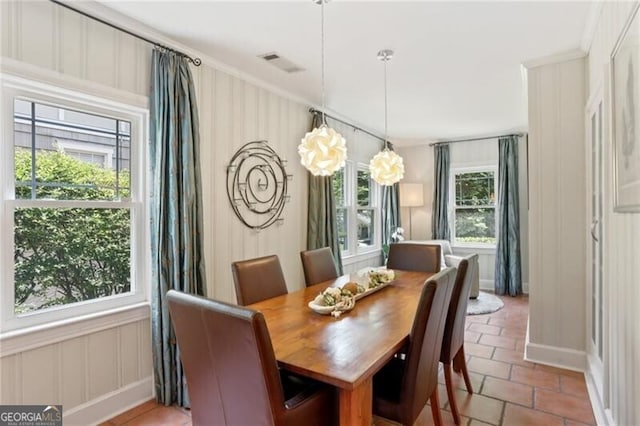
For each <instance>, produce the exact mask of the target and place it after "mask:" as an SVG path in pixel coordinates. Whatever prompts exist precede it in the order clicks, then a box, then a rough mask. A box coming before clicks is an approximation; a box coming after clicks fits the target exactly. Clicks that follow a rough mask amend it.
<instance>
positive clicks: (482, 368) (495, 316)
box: [103, 296, 595, 426]
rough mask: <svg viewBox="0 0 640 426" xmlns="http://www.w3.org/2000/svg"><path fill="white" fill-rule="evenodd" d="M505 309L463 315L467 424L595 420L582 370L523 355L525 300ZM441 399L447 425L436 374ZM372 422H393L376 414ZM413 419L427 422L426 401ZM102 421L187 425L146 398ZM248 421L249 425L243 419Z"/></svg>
mask: <svg viewBox="0 0 640 426" xmlns="http://www.w3.org/2000/svg"><path fill="white" fill-rule="evenodd" d="M503 301H504V303H505V306H504V308H503V309H501V310H499V311H497V312H494V313H493V314H487V315H475V316H469V317H467V324H466V327H467V333H466V335H465V340H466V341H467V342H466V343H465V350H466V354H467V359H468V361H467V365H468V368H469V371H470V376H471V383H472V385H473V389H474V392H475V393H474V394H473V395H469V394H467V392H466V390H465V387H464V381H463V380H462V379H461V377H460V376H458V375H457V374H454V377H453V379H454V384H455V385H456V387H457V391H456V395H457V401H458V409H459V410H460V413H461V415H462V424H463V425H465V426H480V425H505V426H506V425H514V426H516V425H517V426H525V425H545V426H549V425H558V426H570V425H572V426H573V425H595V419H594V417H593V411H592V409H591V404H590V403H589V397H588V395H587V387H586V385H585V381H584V375H583V374H582V373H578V372H575V371H569V370H563V369H559V368H554V367H547V366H544V365H539V364H535V363H532V362H527V361H524V360H523V359H522V356H523V348H524V338H525V333H526V326H527V316H528V310H529V301H528V298H527V297H526V296H520V297H515V298H512V297H504V298H503ZM440 383H441V384H440V388H439V390H440V404H441V409H442V418H443V421H444V423H445V425H453V424H454V423H453V418H452V417H451V412H450V408H449V403H448V400H447V393H446V390H445V387H444V378H443V376H442V374H440ZM373 424H374V426H390V425H395V423H392V422H388V421H386V420H384V419H380V418H374V422H373ZM415 424H416V425H431V424H433V421H432V418H431V409H430V408H429V407H425V409H424V410H423V411H422V413H421V414H420V417H419V418H418V420H417V421H416V423H415ZM103 425H105V426H106V425H127V426H133V425H191V416H190V413H189V411H188V410H185V409H182V408H179V407H165V406H161V405H158V404H156V403H155V402H154V401H149V402H146V403H144V404H142V405H140V406H138V407H136V408H134V409H132V410H130V411H127V412H125V413H123V414H121V415H119V416H117V417H115V418H113V419H111V420H109V421H107V422H105V423H103ZM247 426H249V425H247Z"/></svg>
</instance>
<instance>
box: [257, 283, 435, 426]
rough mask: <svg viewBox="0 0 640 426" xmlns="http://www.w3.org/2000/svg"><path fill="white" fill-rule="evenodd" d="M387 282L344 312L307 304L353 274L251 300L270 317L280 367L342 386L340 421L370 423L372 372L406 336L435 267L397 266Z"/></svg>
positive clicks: (341, 285) (340, 388)
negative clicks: (318, 308) (407, 270)
mask: <svg viewBox="0 0 640 426" xmlns="http://www.w3.org/2000/svg"><path fill="white" fill-rule="evenodd" d="M395 273H396V276H395V279H394V280H393V281H392V282H391V283H390V284H389V285H387V286H386V287H384V288H382V289H380V290H379V291H377V292H375V293H372V294H370V295H368V296H367V297H364V298H362V299H360V300H358V301H357V302H356V305H355V307H354V308H353V309H352V310H350V311H347V312H344V313H343V314H342V315H341V316H340V317H338V318H334V317H333V316H331V315H321V314H318V313H316V312H314V311H313V310H311V309H310V308H309V306H308V303H309V302H310V301H312V300H313V299H314V298H315V297H316V296H317V295H318V294H319V293H320V292H321V291H322V290H324V289H325V288H327V287H329V286H340V287H341V286H343V285H344V284H346V283H347V282H348V281H349V275H344V276H341V277H339V278H337V279H335V280H330V281H325V282H323V283H320V284H316V285H314V286H311V287H306V288H304V289H302V290H299V291H296V292H292V293H289V294H285V295H282V296H278V297H274V298H272V299H268V300H264V301H261V302H258V303H254V304H252V305H249V307H250V308H252V309H256V310H258V311H261V312H262V313H263V315H264V317H265V319H266V322H267V327H268V329H269V334H270V335H271V341H272V343H273V349H274V351H275V355H276V359H277V360H278V364H279V365H280V367H281V368H284V369H286V370H288V371H291V372H294V373H297V374H300V375H302V376H306V377H310V378H313V379H316V380H318V381H321V382H324V383H328V384H330V385H333V386H335V387H336V388H337V389H338V394H339V412H340V424H341V425H350V426H353V425H367V426H370V425H371V421H372V415H373V414H372V390H373V381H372V379H373V375H374V374H375V373H376V372H377V371H378V370H380V368H382V366H384V365H385V364H386V363H387V362H388V361H389V360H390V359H391V358H392V357H393V355H394V354H395V353H397V352H398V351H399V350H400V349H401V348H402V347H403V346H404V345H405V343H406V342H407V341H408V337H409V333H410V331H411V326H412V324H413V319H414V317H415V313H416V308H417V305H418V300H419V295H420V291H421V289H422V286H423V285H424V283H425V281H426V280H427V278H429V277H430V276H431V275H433V274H432V273H425V272H413V271H395Z"/></svg>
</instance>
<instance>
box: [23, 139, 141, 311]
mask: <svg viewBox="0 0 640 426" xmlns="http://www.w3.org/2000/svg"><path fill="white" fill-rule="evenodd" d="M15 178H16V198H17V199H30V198H32V186H31V182H30V181H31V152H30V151H29V150H26V149H20V148H17V149H16V151H15ZM34 189H35V194H36V199H43V198H44V199H55V200H114V199H116V198H117V197H118V195H119V196H120V197H123V198H126V197H129V173H128V172H121V173H120V176H119V177H118V178H117V176H116V172H115V171H113V170H110V169H105V168H102V167H100V166H97V165H93V164H90V163H85V162H83V161H80V160H77V159H75V158H73V157H71V156H69V155H67V154H65V153H64V152H62V151H58V152H54V151H38V152H37V154H36V184H35V187H34ZM118 192H120V194H118ZM14 223H15V225H14V226H15V228H14V238H15V251H14V264H15V275H14V279H15V310H16V313H18V314H19V313H25V312H30V311H35V310H39V309H45V308H49V307H52V306H58V305H66V304H69V303H75V302H82V301H86V300H92V299H97V298H101V297H106V296H111V295H115V294H120V293H126V292H129V291H130V290H131V283H130V257H131V256H130V246H131V244H130V243H131V241H130V240H131V236H130V234H131V225H130V223H131V217H130V210H129V209H128V208H117V207H116V208H93V207H92V208H81V207H77V206H74V207H31V206H29V207H19V208H16V209H15V211H14Z"/></svg>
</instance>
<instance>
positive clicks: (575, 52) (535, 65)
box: [522, 49, 587, 69]
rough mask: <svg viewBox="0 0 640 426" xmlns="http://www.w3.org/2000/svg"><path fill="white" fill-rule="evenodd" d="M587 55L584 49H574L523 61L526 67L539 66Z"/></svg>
mask: <svg viewBox="0 0 640 426" xmlns="http://www.w3.org/2000/svg"><path fill="white" fill-rule="evenodd" d="M586 56H587V52H585V51H584V50H582V49H573V50H569V51H567V52H561V53H556V54H554V55H549V56H543V57H541V58H536V59H531V60H528V61H525V62H523V63H522V65H523V66H524V67H525V68H526V69H531V68H537V67H541V66H544V65H551V64H557V63H560V62H567V61H572V60H574V59H580V58H584V57H586Z"/></svg>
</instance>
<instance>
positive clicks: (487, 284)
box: [480, 279, 495, 291]
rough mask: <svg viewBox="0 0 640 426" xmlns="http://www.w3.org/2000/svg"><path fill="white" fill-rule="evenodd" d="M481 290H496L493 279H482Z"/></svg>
mask: <svg viewBox="0 0 640 426" xmlns="http://www.w3.org/2000/svg"><path fill="white" fill-rule="evenodd" d="M480 290H484V291H494V290H495V286H494V284H493V280H482V279H481V280H480Z"/></svg>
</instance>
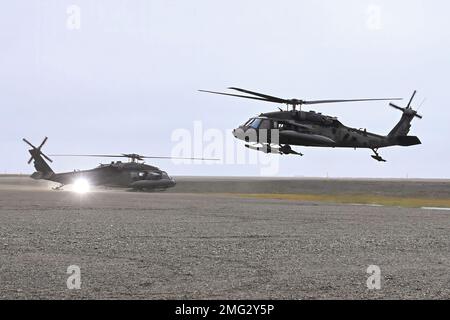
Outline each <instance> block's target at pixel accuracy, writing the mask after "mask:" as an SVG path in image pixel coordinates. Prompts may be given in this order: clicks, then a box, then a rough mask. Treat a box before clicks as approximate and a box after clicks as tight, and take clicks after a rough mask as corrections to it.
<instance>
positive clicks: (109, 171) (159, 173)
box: [31, 161, 176, 190]
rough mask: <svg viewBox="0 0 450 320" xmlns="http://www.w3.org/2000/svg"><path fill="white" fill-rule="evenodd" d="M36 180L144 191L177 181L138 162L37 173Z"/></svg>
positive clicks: (149, 189) (111, 163)
mask: <svg viewBox="0 0 450 320" xmlns="http://www.w3.org/2000/svg"><path fill="white" fill-rule="evenodd" d="M31 177H32V178H34V179H45V180H50V181H53V182H58V183H60V184H61V185H66V184H73V183H75V182H76V181H77V180H79V179H84V180H86V181H88V183H89V184H90V185H94V186H106V187H122V188H132V189H142V190H154V189H155V190H163V189H167V188H170V187H173V186H175V184H176V182H175V179H173V178H172V177H170V176H169V175H168V174H167V173H166V172H165V171H162V170H160V169H159V168H157V167H154V166H150V165H146V164H143V163H137V162H128V163H122V162H120V161H117V162H112V163H110V164H100V166H98V167H97V168H94V169H90V170H75V171H72V172H63V173H53V174H51V173H50V174H48V175H46V176H44V175H43V173H42V172H39V171H37V172H35V173H34V174H33V175H32V176H31Z"/></svg>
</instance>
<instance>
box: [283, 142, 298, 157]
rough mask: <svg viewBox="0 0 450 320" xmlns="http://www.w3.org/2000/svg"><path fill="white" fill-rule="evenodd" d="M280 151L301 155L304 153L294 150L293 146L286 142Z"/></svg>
mask: <svg viewBox="0 0 450 320" xmlns="http://www.w3.org/2000/svg"><path fill="white" fill-rule="evenodd" d="M280 153H281V154H295V155H297V156H300V157H302V156H303V153H301V152H297V151H295V150H293V149H292V148H291V146H290V145H288V144H285V145H284V146H281V147H280Z"/></svg>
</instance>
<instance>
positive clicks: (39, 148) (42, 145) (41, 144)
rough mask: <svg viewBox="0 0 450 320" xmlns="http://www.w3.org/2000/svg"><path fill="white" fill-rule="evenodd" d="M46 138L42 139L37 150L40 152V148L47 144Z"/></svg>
mask: <svg viewBox="0 0 450 320" xmlns="http://www.w3.org/2000/svg"><path fill="white" fill-rule="evenodd" d="M47 139H48V138H47V137H45V138H44V140H43V141H42V143H41V144H40V145H39V147H38V149H39V150H41V148H42V146H43V145H44V144H45V143H46V142H47Z"/></svg>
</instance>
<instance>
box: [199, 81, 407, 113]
mask: <svg viewBox="0 0 450 320" xmlns="http://www.w3.org/2000/svg"><path fill="white" fill-rule="evenodd" d="M228 89H231V90H236V91H239V92H243V93H246V94H249V95H251V96H247V95H240V94H232V93H224V92H217V91H209V90H199V91H200V92H206V93H213V94H220V95H225V96H232V97H238V98H246V99H253V100H260V101H266V102H273V103H282V104H286V105H287V106H292V109H293V110H295V109H296V107H297V106H298V107H299V109H301V106H302V105H309V104H326V103H343V102H367V101H386V100H389V101H392V100H402V99H401V98H377V99H337V100H336V99H334V100H303V99H296V98H293V99H283V98H278V97H275V96H270V95H267V94H263V93H259V92H255V91H250V90H246V89H241V88H236V87H229V88H228Z"/></svg>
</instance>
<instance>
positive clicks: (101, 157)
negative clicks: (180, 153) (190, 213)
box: [50, 154, 220, 160]
mask: <svg viewBox="0 0 450 320" xmlns="http://www.w3.org/2000/svg"><path fill="white" fill-rule="evenodd" d="M50 156H52V157H94V158H130V159H137V160H141V159H176V160H220V159H206V158H182V157H158V156H141V155H138V154H132V155H131V154H123V155H122V154H51V155H50Z"/></svg>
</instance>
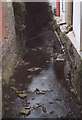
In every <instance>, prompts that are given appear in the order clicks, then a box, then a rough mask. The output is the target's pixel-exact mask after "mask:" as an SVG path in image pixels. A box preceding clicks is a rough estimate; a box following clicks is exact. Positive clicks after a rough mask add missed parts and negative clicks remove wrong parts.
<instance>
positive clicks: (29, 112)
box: [20, 109, 30, 115]
mask: <svg viewBox="0 0 82 120" xmlns="http://www.w3.org/2000/svg"><path fill="white" fill-rule="evenodd" d="M20 113H21V114H23V115H29V114H30V110H24V109H23V110H21V111H20Z"/></svg>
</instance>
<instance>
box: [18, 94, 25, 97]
mask: <svg viewBox="0 0 82 120" xmlns="http://www.w3.org/2000/svg"><path fill="white" fill-rule="evenodd" d="M18 96H19V97H20V98H25V97H27V95H26V94H19V95H18Z"/></svg>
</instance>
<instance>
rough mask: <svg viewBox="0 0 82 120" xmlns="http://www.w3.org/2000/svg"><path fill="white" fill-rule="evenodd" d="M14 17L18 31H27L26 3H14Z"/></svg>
mask: <svg viewBox="0 0 82 120" xmlns="http://www.w3.org/2000/svg"><path fill="white" fill-rule="evenodd" d="M13 8H14V15H15V26H16V29H17V30H18V31H23V30H24V29H25V14H26V12H25V11H26V9H25V3H24V2H14V3H13Z"/></svg>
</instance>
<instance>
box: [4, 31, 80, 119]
mask: <svg viewBox="0 0 82 120" xmlns="http://www.w3.org/2000/svg"><path fill="white" fill-rule="evenodd" d="M38 34H39V35H40V36H39V37H37V38H35V39H32V40H29V41H28V40H27V43H26V48H27V49H26V52H25V54H24V56H23V59H22V60H21V61H20V62H19V64H18V66H17V68H16V70H15V73H14V74H13V76H12V78H11V79H10V82H9V84H8V86H7V85H6V86H5V85H3V93H4V96H3V118H80V108H79V106H80V104H79V102H78V100H77V98H76V97H75V95H74V94H73V93H71V91H70V89H69V87H68V85H67V83H66V81H65V77H64V69H63V67H62V66H59V68H58V71H57V70H56V67H55V59H54V58H53V57H52V54H53V53H59V54H60V53H61V48H60V44H59V42H58V39H57V37H56V35H55V33H54V32H53V31H52V30H48V29H43V30H42V31H41V32H40V33H38ZM61 67H62V68H61Z"/></svg>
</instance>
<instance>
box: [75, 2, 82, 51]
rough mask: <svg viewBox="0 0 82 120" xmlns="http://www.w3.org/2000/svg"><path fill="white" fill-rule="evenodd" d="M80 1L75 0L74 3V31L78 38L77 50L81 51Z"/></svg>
mask: <svg viewBox="0 0 82 120" xmlns="http://www.w3.org/2000/svg"><path fill="white" fill-rule="evenodd" d="M80 18H81V16H80V1H79V2H77V0H74V3H73V31H74V33H75V37H76V40H77V44H78V48H77V50H78V51H80V38H81V37H80V32H81V29H80V28H81V23H80Z"/></svg>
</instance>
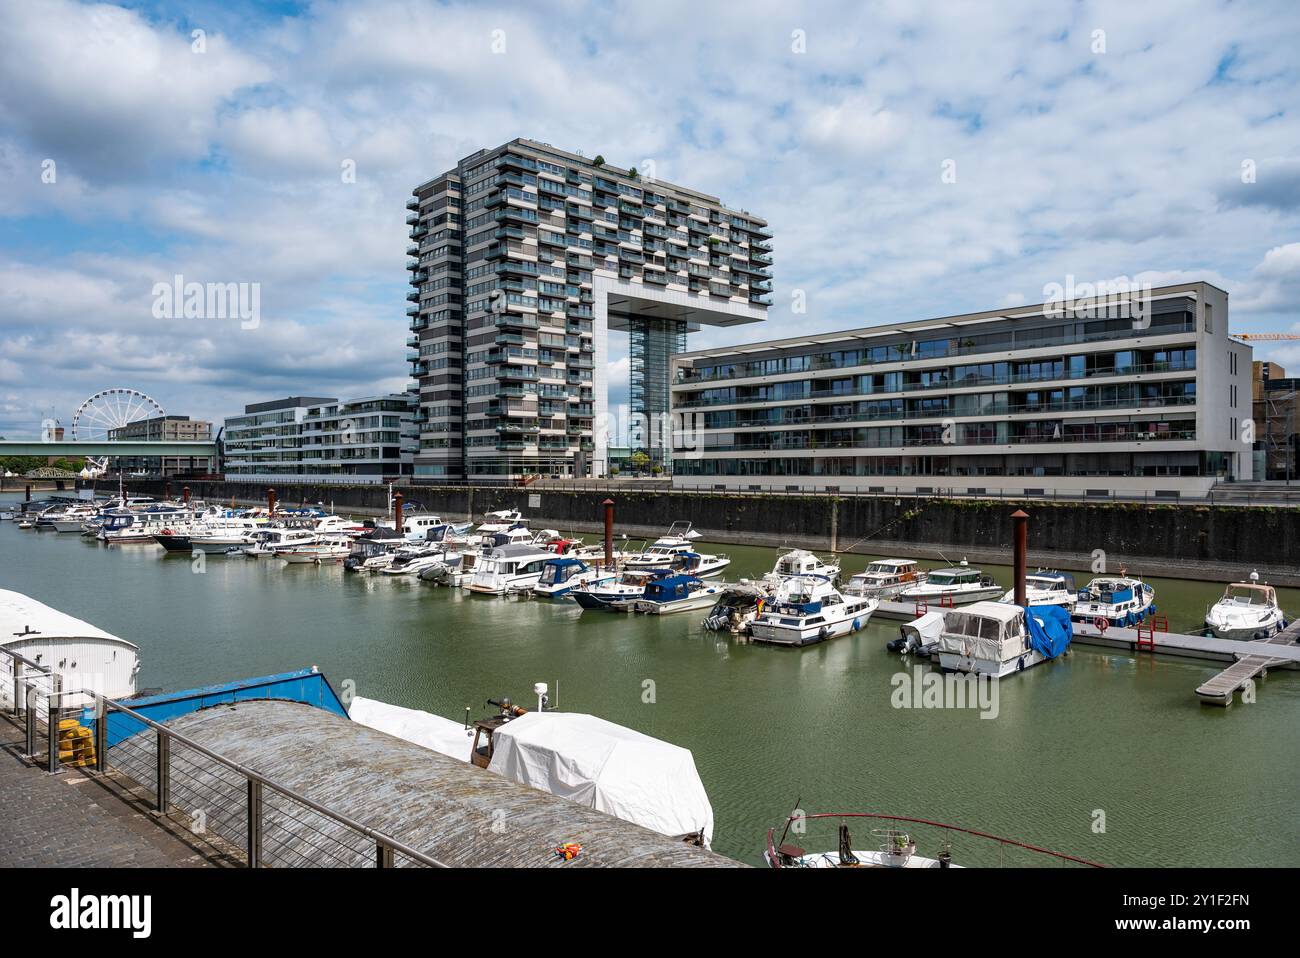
• • • • •
WHAT YOU HAVE TO DO
Only the lines from the top of the material above down to the line bearing "box: [103, 296, 595, 426]", that line included, should be set down exactly; no pictures.

TASK RESPONSE
For each <instance>, produce the exact mask of the target and place it after "mask:" as an SVG path in pixel coordinates. Whatever prompts exist precede it in the order clicks, then a box, then a rough mask. A box coming before clicks is an approximation; a box coming after clicks fits the target exactly. Clicks that follow a rough mask amend it.
<instance>
positive clicks: (482, 368) (495, 316)
box: [103, 296, 595, 426]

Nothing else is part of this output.